Directive a.
In the annotated coordinate entries below, transcribe the lines starting with the line that contains "Data labeling task. Class: green bay" and going on through the line that contains "[81,6,140,78]". Reproduce them exactly as they appear.

Text block.
* begin *

C. J. Polychroniou: Noam, you have said on numerous occasions that the world is at the most dangerous point in human history. Why do you think so? Are nuclear weapons more dangerous today than they were in the past? Is the surge in right-wing authoritarianism in recent years more dangerous than the rise and subsequent spread of fascism in the 1920s and 1930s? Or is it because of the climate crisis, which you have indeed said that it represents the biggest threat the world has ever faced. Can you explain in comparative terms why you think that the world is today significantly more dangerous than it used to be?

Noam Chomsky: The climate crisis is unique in human history and is getting more severe year by year.  If major steps are not taken within the next few decades, the world is likely to reach a point of no return, facing decline to indescribable catastrophe.  Nothing is certain, but this seems a far too plausible assessment.

Weapons systems steadily become more dangerous and more ominous. We have been surviving under a sword of Damocles since the bombing of Hiroshima.  A few years later, 70 years ago, the U.S., then Russia, tested thermonuclear weapons, revealing that human intelligence had “advanced” to the capacity to destroy everything.

Operative questions have to do with the sociopolitical and cultural conditions that constrain their use.  These came ominously close to breaking down in the 1962 missile crisis, described by Arthur Schlesinger as the most dangerous moment in world history, with reason, though we may soon reach that unspeakable moment again in Europe and Asia.  The MAD system (mutually assured destruction) enabled a form of security, lunatic but perhaps the best short of the kind of social and cultural transformation that is still unfortunately only an aspiration.

After the collapse of the Soviet Union, the MAD system of security was undermined by Clinton’s aggressive triumphalism and the Bush II-Trump project of dismantling the laboriously constructed arms control regime.  There’s an important recent study of these topics by Benjamin Schwartz and Christopher Layne, as part of the background to Russia’s invasion of Ukraine. They review how Clinton initiated a new era of international affairs in which the “United States became a revolutionary force in world politics” by abandoning the “old diplomacy” and instituting its preferred revolutionary concept of global order.

The “old diplomacy” sought to maintain global order by “an understanding of an adversary’s interests and motives and an ability to make judicious compromises.” The new triumphant unilateralism sets as “a legitimate goal [for the US] the alteration or eradication of those arrangements [internal to other countries] if they were not in accord with its professed ideals and values.”

The word “professed” is crucial.  It is commonly expunged from consciousness here, not elsewhere.

* end *

Annotated coordinate entries.
* begin *

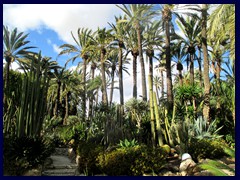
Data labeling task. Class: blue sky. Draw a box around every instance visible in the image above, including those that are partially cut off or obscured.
[3,4,232,101]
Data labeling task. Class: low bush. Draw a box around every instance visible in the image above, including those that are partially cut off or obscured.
[188,138,227,162]
[97,145,167,176]
[3,137,54,175]
[77,141,104,175]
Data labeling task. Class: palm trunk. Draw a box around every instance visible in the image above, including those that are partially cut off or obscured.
[118,42,124,105]
[198,47,203,87]
[133,53,137,98]
[109,68,115,105]
[82,58,87,122]
[202,4,210,123]
[190,54,194,85]
[101,49,108,105]
[88,62,96,119]
[3,57,11,112]
[161,71,164,99]
[165,21,173,109]
[63,93,69,125]
[178,70,183,86]
[53,80,62,117]
[136,22,147,101]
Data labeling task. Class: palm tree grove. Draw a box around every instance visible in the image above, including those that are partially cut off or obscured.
[3,4,235,176]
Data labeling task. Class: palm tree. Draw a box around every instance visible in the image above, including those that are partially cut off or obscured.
[202,4,210,123]
[162,5,173,110]
[89,28,114,105]
[125,26,139,98]
[209,4,235,61]
[110,16,127,105]
[59,28,92,120]
[106,51,129,105]
[176,14,201,84]
[172,42,186,86]
[117,4,155,101]
[161,4,202,110]
[3,26,35,109]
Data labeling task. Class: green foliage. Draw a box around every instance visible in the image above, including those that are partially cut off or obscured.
[97,145,166,176]
[189,117,222,139]
[198,147,235,176]
[119,139,138,148]
[77,141,104,175]
[188,138,227,161]
[3,136,55,175]
[53,123,86,147]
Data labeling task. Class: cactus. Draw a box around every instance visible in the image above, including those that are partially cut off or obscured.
[16,52,49,137]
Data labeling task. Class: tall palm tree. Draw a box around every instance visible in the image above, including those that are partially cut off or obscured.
[3,26,35,109]
[110,16,127,105]
[89,28,114,105]
[176,14,201,84]
[162,5,173,110]
[117,4,155,101]
[125,26,139,98]
[161,4,202,110]
[172,42,186,86]
[202,4,210,123]
[106,51,129,105]
[59,28,92,120]
[209,4,235,61]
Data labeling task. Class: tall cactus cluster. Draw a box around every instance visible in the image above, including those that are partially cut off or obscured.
[5,53,49,137]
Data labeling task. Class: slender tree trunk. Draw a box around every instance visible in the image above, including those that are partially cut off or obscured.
[82,57,87,122]
[178,70,183,86]
[3,58,11,112]
[101,49,108,105]
[202,4,210,123]
[198,47,203,87]
[160,71,164,99]
[118,42,124,105]
[88,62,96,119]
[63,93,69,125]
[136,22,147,101]
[190,54,194,85]
[109,67,115,105]
[53,80,62,117]
[133,52,137,98]
[165,21,173,109]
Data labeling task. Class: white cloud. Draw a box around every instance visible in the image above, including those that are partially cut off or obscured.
[52,44,62,54]
[3,4,122,43]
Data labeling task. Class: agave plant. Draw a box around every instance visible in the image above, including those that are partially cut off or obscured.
[119,139,138,148]
[198,147,235,176]
[189,116,223,139]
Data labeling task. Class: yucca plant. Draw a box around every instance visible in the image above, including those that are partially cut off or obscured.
[119,139,138,148]
[198,147,235,176]
[189,116,223,139]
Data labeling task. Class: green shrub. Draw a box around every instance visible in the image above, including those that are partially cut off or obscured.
[97,145,166,176]
[3,137,54,175]
[77,141,104,175]
[188,138,227,161]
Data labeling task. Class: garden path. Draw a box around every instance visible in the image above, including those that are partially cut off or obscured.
[42,148,79,176]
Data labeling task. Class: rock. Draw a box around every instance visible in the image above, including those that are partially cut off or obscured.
[170,148,177,154]
[161,144,171,154]
[228,164,235,170]
[23,169,42,176]
[182,153,192,161]
[193,170,213,176]
[179,159,196,175]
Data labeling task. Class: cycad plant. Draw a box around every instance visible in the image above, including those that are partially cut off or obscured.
[190,116,223,139]
[198,147,235,176]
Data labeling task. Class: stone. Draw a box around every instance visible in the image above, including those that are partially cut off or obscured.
[179,159,196,172]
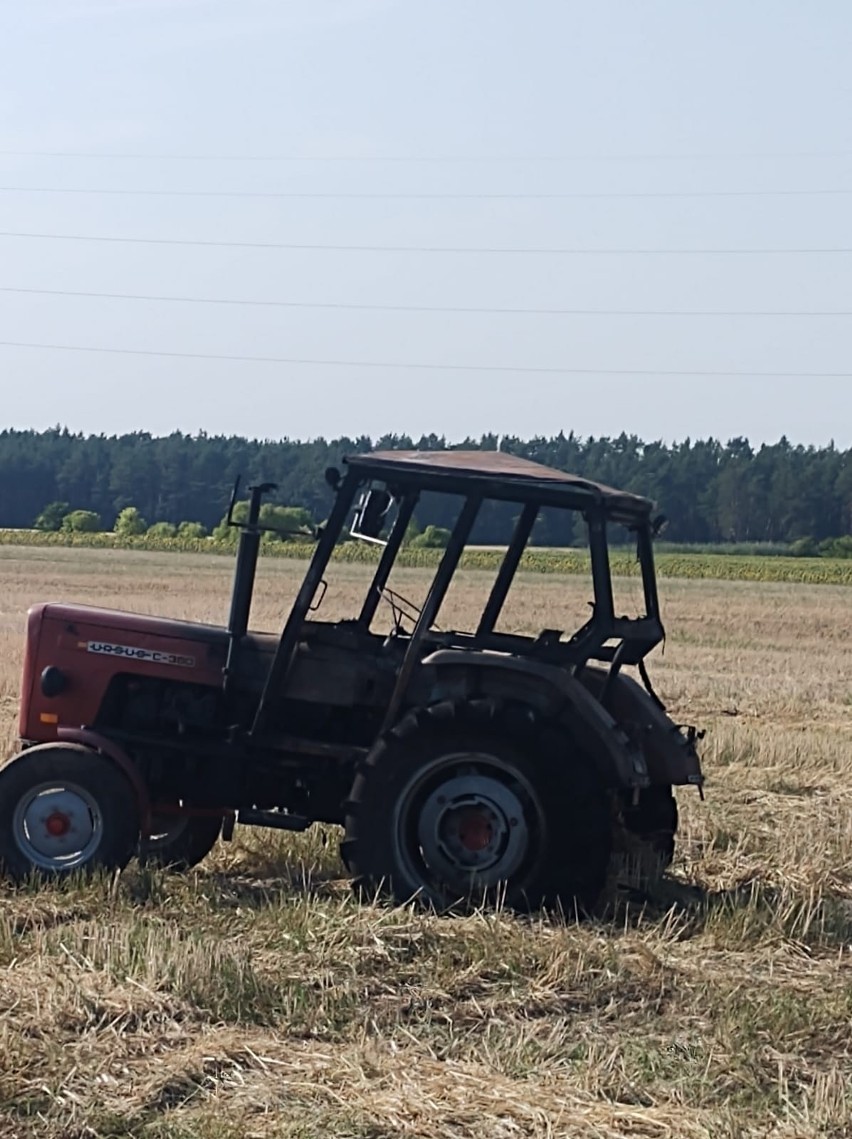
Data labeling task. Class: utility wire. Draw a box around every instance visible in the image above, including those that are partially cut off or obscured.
[0,285,852,317]
[0,341,852,379]
[0,150,852,165]
[0,230,852,256]
[0,186,852,202]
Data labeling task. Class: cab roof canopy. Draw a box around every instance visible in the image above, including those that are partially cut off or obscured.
[344,451,654,524]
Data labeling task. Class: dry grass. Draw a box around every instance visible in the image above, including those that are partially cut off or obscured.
[0,549,852,1139]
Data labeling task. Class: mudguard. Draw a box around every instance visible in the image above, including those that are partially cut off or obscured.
[409,649,652,789]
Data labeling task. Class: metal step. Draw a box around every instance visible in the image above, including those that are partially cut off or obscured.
[237,809,313,830]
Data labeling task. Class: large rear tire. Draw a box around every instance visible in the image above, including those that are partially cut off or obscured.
[0,744,139,882]
[342,700,611,913]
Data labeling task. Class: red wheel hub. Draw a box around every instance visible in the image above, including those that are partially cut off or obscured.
[44,811,71,838]
[458,810,494,851]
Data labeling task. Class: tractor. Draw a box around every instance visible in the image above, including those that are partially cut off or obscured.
[0,450,703,912]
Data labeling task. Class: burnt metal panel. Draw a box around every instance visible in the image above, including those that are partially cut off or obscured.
[344,451,654,519]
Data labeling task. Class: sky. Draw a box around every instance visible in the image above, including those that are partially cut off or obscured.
[0,0,852,448]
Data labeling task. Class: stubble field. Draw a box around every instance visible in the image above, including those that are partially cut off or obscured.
[0,548,852,1139]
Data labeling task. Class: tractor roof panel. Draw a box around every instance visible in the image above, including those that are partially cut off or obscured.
[345,451,654,519]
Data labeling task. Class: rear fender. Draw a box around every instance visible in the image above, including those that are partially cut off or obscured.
[410,649,650,788]
[582,667,704,787]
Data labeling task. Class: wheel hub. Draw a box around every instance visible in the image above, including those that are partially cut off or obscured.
[417,772,530,890]
[13,784,104,870]
[457,809,494,852]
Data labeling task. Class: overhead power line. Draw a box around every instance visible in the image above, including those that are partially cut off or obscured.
[0,150,852,165]
[0,341,852,379]
[0,285,852,317]
[0,230,852,256]
[0,186,852,202]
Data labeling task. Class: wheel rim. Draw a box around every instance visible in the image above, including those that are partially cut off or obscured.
[11,782,104,870]
[394,752,543,895]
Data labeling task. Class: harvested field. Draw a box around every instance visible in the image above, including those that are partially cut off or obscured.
[0,547,852,1139]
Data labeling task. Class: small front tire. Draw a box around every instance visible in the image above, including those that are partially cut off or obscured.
[0,744,139,882]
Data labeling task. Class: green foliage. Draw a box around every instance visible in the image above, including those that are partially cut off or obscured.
[33,502,71,531]
[0,530,852,585]
[789,538,819,558]
[260,502,313,541]
[408,526,450,550]
[213,501,313,546]
[145,522,178,540]
[60,510,100,534]
[113,506,148,538]
[0,428,852,548]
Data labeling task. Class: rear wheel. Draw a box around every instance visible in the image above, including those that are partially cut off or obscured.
[139,814,222,872]
[0,745,139,880]
[342,702,611,912]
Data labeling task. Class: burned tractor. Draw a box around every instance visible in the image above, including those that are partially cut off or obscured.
[0,451,702,910]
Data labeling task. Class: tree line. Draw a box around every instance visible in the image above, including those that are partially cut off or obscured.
[0,427,852,546]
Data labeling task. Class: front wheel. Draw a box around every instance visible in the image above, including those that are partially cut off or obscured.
[0,744,139,882]
[342,703,611,912]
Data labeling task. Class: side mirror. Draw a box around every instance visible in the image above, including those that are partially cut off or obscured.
[350,490,393,541]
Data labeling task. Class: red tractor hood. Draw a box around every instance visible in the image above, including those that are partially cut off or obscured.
[19,604,228,741]
[34,604,228,645]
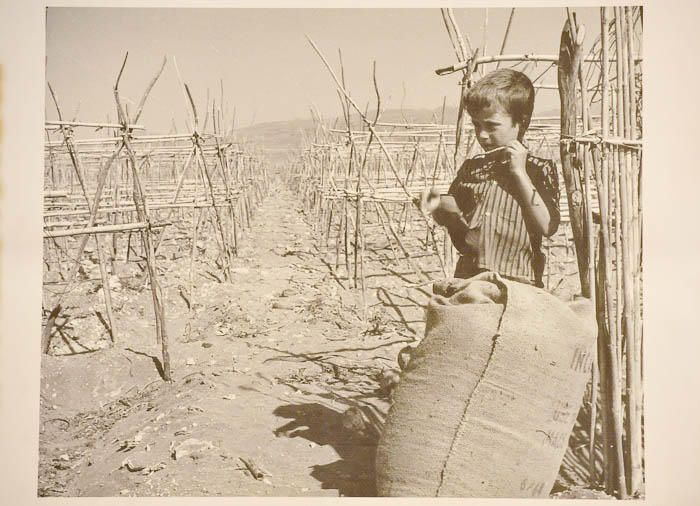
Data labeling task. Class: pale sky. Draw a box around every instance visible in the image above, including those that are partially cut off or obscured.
[46,7,600,132]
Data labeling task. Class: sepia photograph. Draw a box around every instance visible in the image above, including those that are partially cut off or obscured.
[31,0,647,500]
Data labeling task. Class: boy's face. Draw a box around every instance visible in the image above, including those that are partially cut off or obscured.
[472,105,520,151]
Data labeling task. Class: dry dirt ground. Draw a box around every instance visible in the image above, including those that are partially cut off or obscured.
[38,178,608,496]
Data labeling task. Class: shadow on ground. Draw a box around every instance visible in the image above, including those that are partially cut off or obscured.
[274,403,377,497]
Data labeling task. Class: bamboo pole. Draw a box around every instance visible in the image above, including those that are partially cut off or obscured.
[558,20,591,298]
[114,53,172,381]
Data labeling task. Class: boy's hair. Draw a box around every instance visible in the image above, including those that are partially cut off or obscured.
[465,69,535,135]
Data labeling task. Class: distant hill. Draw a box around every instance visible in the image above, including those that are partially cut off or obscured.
[236,107,559,160]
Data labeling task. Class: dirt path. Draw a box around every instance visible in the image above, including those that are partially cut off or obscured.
[39,179,419,496]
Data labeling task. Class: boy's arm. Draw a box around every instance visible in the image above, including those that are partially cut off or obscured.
[419,188,466,233]
[507,141,559,237]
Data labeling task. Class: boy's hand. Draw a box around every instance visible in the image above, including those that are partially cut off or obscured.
[505,140,527,176]
[413,187,440,214]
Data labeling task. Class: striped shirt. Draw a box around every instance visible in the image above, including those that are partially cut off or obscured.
[448,155,560,287]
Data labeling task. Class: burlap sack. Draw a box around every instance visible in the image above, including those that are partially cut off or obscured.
[376,273,596,497]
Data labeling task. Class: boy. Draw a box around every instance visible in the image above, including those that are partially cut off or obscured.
[420,69,560,288]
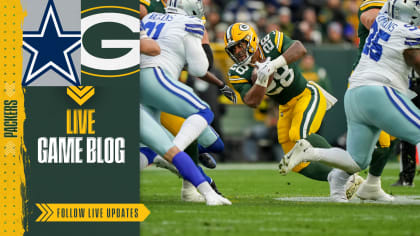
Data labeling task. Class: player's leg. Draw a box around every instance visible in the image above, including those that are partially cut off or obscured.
[280,84,358,173]
[156,112,219,198]
[160,112,220,169]
[368,131,392,178]
[140,68,214,150]
[140,105,231,205]
[392,141,416,187]
[277,90,332,181]
[278,85,352,181]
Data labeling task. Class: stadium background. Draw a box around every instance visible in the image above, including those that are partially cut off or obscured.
[184,0,368,161]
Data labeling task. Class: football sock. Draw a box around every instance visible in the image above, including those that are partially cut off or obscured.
[305,133,331,148]
[140,147,157,168]
[369,147,391,176]
[299,161,333,181]
[366,173,381,185]
[184,140,199,164]
[197,165,212,184]
[173,114,208,150]
[172,152,206,187]
[198,137,225,153]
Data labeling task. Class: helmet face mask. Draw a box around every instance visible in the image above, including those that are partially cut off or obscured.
[166,0,204,19]
[387,0,420,26]
[225,23,258,65]
[225,39,253,65]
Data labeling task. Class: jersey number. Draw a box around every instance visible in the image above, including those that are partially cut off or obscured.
[261,34,274,54]
[144,21,165,40]
[363,21,391,61]
[266,65,295,95]
[232,65,249,75]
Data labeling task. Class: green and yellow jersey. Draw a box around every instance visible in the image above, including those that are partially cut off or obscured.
[228,30,307,105]
[301,65,332,92]
[140,0,166,13]
[353,0,386,70]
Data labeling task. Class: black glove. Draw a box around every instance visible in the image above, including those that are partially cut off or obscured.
[219,84,236,104]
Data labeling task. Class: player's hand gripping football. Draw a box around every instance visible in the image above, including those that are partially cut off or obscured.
[219,84,236,104]
[255,57,275,87]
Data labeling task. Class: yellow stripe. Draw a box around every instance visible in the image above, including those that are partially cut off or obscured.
[82,69,140,78]
[140,0,150,7]
[0,0,26,236]
[277,32,284,52]
[292,162,311,173]
[258,44,265,59]
[80,6,140,14]
[229,79,248,84]
[360,2,385,11]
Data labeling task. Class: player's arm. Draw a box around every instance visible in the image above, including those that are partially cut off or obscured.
[184,34,209,77]
[140,21,160,56]
[140,0,150,19]
[360,8,380,29]
[255,41,307,89]
[403,48,420,74]
[242,79,267,108]
[140,38,160,56]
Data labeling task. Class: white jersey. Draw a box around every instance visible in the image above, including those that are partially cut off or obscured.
[140,12,208,80]
[349,13,420,96]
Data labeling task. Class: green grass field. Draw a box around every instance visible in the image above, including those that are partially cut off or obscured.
[141,163,420,236]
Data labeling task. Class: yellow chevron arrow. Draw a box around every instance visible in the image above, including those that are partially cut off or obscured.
[67,86,95,106]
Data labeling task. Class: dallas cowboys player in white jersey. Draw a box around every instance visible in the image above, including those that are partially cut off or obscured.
[278,0,420,202]
[140,0,231,205]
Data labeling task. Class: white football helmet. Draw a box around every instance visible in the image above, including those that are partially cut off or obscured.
[166,0,204,19]
[387,0,420,26]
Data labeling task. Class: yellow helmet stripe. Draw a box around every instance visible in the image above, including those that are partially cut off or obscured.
[229,78,248,84]
[226,25,234,43]
[276,31,284,52]
[360,0,386,11]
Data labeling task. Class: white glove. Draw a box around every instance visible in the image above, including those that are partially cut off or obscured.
[255,57,276,87]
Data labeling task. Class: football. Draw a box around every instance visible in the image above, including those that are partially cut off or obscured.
[251,67,274,87]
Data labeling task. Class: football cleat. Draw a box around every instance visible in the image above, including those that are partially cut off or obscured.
[391,173,414,187]
[153,156,182,177]
[356,181,394,202]
[198,153,217,169]
[181,180,206,202]
[328,169,349,202]
[210,180,223,197]
[279,139,312,175]
[206,193,232,206]
[346,173,365,200]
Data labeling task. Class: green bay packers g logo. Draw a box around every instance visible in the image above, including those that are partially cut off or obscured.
[239,24,249,31]
[81,6,140,78]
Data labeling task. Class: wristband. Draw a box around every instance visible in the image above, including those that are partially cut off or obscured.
[255,74,268,88]
[271,55,287,70]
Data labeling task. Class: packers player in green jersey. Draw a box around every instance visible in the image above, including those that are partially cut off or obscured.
[225,23,362,195]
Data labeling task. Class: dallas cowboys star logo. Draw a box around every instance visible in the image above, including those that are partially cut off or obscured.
[22,0,81,86]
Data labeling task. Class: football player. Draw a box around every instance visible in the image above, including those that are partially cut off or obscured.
[140,0,231,205]
[346,0,397,201]
[140,0,236,168]
[285,0,420,202]
[225,23,360,198]
[140,0,228,202]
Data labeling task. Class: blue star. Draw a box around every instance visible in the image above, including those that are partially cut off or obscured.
[22,0,81,86]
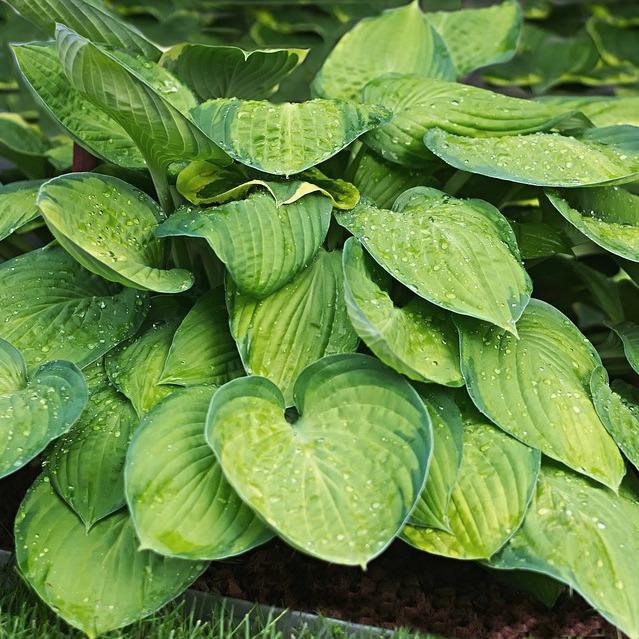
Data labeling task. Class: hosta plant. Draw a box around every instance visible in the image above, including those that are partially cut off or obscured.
[0,0,639,638]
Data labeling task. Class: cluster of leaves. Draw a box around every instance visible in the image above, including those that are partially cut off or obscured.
[0,0,639,637]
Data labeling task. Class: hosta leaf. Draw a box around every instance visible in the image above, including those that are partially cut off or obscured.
[590,367,639,476]
[206,354,432,566]
[126,386,273,559]
[0,339,87,477]
[0,180,42,240]
[193,98,390,176]
[105,321,176,417]
[312,2,455,99]
[409,386,464,532]
[12,42,144,168]
[546,186,639,262]
[337,187,532,333]
[46,361,138,529]
[424,129,639,187]
[38,173,193,293]
[426,0,522,76]
[362,74,583,166]
[402,400,541,559]
[6,0,161,60]
[158,290,244,386]
[161,43,308,100]
[227,249,358,404]
[15,478,206,638]
[0,247,148,368]
[491,465,639,637]
[343,238,464,386]
[459,300,625,490]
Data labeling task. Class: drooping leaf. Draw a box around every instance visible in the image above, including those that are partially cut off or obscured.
[0,339,87,477]
[206,354,432,566]
[12,42,144,169]
[38,173,193,293]
[15,477,206,638]
[157,189,333,297]
[227,249,358,404]
[546,186,639,262]
[337,187,532,333]
[426,0,522,77]
[424,129,639,187]
[46,361,138,529]
[402,400,541,559]
[312,2,455,99]
[160,43,308,100]
[0,180,42,240]
[343,238,464,386]
[158,290,244,386]
[0,247,148,369]
[458,300,625,490]
[408,385,464,532]
[491,465,639,637]
[126,386,273,559]
[192,98,390,176]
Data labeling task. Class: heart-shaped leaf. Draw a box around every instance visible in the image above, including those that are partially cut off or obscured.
[206,354,432,566]
[38,173,193,293]
[424,129,639,187]
[337,187,532,334]
[458,300,625,490]
[15,477,206,639]
[491,465,639,637]
[160,43,308,100]
[158,290,244,386]
[227,249,358,403]
[192,98,390,176]
[546,186,639,262]
[402,396,541,559]
[0,339,87,477]
[46,361,138,529]
[126,386,273,559]
[312,1,455,99]
[157,189,333,297]
[343,238,464,386]
[0,247,148,369]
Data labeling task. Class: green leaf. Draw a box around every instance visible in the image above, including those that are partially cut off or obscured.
[0,180,42,240]
[343,238,464,386]
[15,477,206,639]
[158,290,244,386]
[206,354,432,566]
[157,189,333,297]
[12,42,144,169]
[46,361,138,529]
[126,386,273,559]
[312,2,455,99]
[362,74,587,168]
[0,339,87,477]
[546,186,639,262]
[458,300,625,490]
[105,321,176,417]
[408,386,464,532]
[192,98,390,177]
[38,173,193,293]
[424,129,639,187]
[160,43,308,100]
[491,465,639,638]
[337,187,532,334]
[227,249,358,404]
[590,367,639,476]
[402,400,541,559]
[426,0,522,76]
[0,247,148,369]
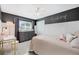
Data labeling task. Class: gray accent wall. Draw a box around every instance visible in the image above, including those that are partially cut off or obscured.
[36,7,79,36]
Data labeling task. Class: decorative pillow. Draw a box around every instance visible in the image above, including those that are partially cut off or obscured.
[66,33,77,43]
[59,34,66,42]
[70,37,79,48]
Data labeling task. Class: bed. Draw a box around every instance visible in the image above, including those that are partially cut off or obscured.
[31,35,79,55]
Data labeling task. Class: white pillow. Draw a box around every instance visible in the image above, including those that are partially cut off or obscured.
[66,33,77,43]
[70,37,79,48]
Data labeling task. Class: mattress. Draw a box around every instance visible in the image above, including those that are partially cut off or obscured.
[31,35,79,55]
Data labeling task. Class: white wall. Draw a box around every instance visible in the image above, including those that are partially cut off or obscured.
[35,20,45,35]
[1,4,79,19]
[37,21,79,36]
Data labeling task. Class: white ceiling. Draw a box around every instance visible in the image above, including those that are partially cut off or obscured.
[1,4,79,19]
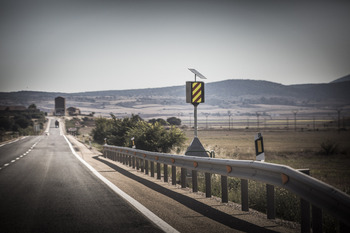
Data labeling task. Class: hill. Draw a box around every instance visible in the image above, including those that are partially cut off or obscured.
[0,78,350,114]
[331,74,350,83]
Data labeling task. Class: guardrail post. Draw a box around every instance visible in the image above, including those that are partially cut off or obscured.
[311,205,322,233]
[241,179,249,211]
[205,172,211,197]
[157,163,161,180]
[150,161,154,177]
[181,168,187,188]
[140,159,145,172]
[163,164,168,182]
[266,184,276,219]
[122,154,126,165]
[171,166,176,185]
[299,169,311,233]
[221,176,228,203]
[192,170,198,193]
[144,159,148,175]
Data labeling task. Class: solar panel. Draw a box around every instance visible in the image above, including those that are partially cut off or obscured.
[188,68,207,79]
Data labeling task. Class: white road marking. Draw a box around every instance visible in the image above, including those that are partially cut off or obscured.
[63,135,178,233]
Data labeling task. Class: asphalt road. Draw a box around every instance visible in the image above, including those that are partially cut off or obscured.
[0,121,162,232]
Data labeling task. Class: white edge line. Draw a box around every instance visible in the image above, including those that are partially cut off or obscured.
[63,135,179,233]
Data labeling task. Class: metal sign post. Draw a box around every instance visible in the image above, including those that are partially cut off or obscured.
[185,69,208,157]
[186,69,206,137]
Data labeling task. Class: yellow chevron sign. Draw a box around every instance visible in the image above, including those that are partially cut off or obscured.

* end *

Directive b.
Restate word for word the passage of the interview that starts with "Weapons systems steadily" and goes on through "only an aspiration.".

Expected answer a.
Data labeling task. Class: green bay packers g logo. Draw a box around every instance visible in the image above, including those that are partially cut off or obscured.
[239,24,249,31]
[81,6,140,78]

Expected answer b.
Weapons systems steadily become more dangerous and more ominous. We have been surviving under a sword of Damocles since the bombing of Hiroshima.  A few years later, 70 years ago, the U.S., then Russia, tested thermonuclear weapons, revealing that human intelligence had “advanced” to the capacity to destroy everything.

Operative questions have to do with the sociopolitical and cultural conditions that constrain their use.  These came ominously close to breaking down in the 1962 missile crisis, described by Arthur Schlesinger as the most dangerous moment in world history, with reason, though we may soon reach that unspeakable moment again in Europe and Asia.  The MAD system (mutually assured destruction) enabled a form of security, lunatic but perhaps the best short of the kind of social and cultural transformation that is still unfortunately only an aspiration.